Request A: Rewrite the paragraph in the MIDI passage that begins "Since no actual sound data is stored" as a short list that keeps its main facts.

Source passage:
::::::
2.2.2 Standard MIDI files and General MIDI

A standard MIDI file (SMF) is little more than a list of performance-related


information. There are two frequently used types; type 0, which uses a single track,
and type 1, where individual parts have individual tracks. There is also a type 2, which
can contain multiple songs, but this is not commonly used.

Storing a performance in a file necessitates an extra piece of information; timestamps.


The ‘classic’ method is tempo-based timestamping, where the timing resolution is
given in pulses per quarter note (PPQ). Timestamping may also be time-based,
according to SMPTE (Society of Motion Picture and Television Engineers)
specifications. Here, there are a certain number of frames per second (ranging from 24
to 30), and there is a certain number of ticks per frame. Obviously, in order for the
translation to stay true to the original performance, the resolution needs to be high
enough to avoid inconsistencies.

Since no actual sound data is stored, the space required is very small, especially
compared to an audio file. By accessing the file, any device or application capable of
MIDI playback can replay the performance. How it actually sounds depends on the
MIDI instrument utilized for playback, and this brings up the issue of uniform
playback. While some MIDI instruments have very high-quality sounds, and while the
program change command lets us tell the MIDI instrument to use a certain patch, it is
not specified what sound we will actually get – it may differ from instrument to
instrument. This means, for example, that a piece which plays back with an organ
sound on one MIDI instrument might play back with drum sounds on another.

To counter this problem, General MIDI (GM) was created. While not a part of MIDI
per se, GM defines specific features for MIDI instruments. For instance, with a GM
instrument, we know that MIDI channel 10 is reserved for percussion sounds, and we
also know that a particular note number played on this channel will always produce a
particular percussion instrument sound. For other channels, we know which program
number corresponds to which instrument (for example, the acoustic grand piano is
12 Technical background

always found at program number 1, the violin is always number 41, and so on). In
addition to organizing instrument layout, GM also makes specifications regarding
polyphony, velocity, and multitimbrality. Thus, adhering to the GM standard increases
the chances of correct playback on foreign systems.
::::::
Coordinate labeling data
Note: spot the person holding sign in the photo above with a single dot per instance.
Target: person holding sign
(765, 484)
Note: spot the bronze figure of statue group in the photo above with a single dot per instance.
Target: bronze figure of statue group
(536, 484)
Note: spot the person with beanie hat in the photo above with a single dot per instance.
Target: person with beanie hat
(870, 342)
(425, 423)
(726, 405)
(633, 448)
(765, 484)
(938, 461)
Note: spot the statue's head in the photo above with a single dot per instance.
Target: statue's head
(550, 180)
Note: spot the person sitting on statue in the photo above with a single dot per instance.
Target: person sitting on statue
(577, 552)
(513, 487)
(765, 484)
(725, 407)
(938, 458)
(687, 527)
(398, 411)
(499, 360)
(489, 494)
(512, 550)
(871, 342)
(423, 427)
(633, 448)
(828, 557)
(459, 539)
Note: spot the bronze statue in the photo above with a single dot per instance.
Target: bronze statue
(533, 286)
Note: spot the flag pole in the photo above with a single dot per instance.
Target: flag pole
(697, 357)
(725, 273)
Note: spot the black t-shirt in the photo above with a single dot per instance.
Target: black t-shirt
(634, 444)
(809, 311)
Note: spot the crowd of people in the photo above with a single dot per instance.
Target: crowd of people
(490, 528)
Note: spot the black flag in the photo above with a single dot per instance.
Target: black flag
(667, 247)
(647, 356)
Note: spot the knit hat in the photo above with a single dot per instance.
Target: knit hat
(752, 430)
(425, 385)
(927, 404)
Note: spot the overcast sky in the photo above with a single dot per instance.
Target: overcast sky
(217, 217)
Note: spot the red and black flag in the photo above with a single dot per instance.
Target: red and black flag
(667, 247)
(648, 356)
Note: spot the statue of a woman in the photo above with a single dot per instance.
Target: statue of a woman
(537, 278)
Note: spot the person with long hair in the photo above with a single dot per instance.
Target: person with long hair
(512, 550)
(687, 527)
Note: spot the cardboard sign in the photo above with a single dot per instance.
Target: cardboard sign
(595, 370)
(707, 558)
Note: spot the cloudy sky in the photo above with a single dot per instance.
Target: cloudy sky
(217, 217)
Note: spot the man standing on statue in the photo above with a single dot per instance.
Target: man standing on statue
::::::
Request B: Please copy the rows from the line containing "Note: spot the cardboard" through the end of the rows, changing nothing.

Correct response A:
- A MIDI file stores no actual sound data, so it takes up very little space compared to an audio file.
- Any device or application capable of MIDI playback can replay the performance from the file.
- The sound depends on the MIDI instrument used for playback, which makes uniform playback an issue.
- The program change command can tell an instrument to use a certain patch, but the resulting sound is not specified and may differ from instrument to instrument.
- For example, a piece that plays with an organ sound on one MIDI instrument might play with drum sounds on another.

Correct response B:
Note: spot the cardboard sign in the photo above with a single dot per instance.
Target: cardboard sign
(595, 370)
(707, 558)
Note: spot the cloudy sky in the photo above with a single dot per instance.
Target: cloudy sky
(217, 217)
Note: spot the man standing on statue in the photo above with a single dot per instance.
Target: man standing on statue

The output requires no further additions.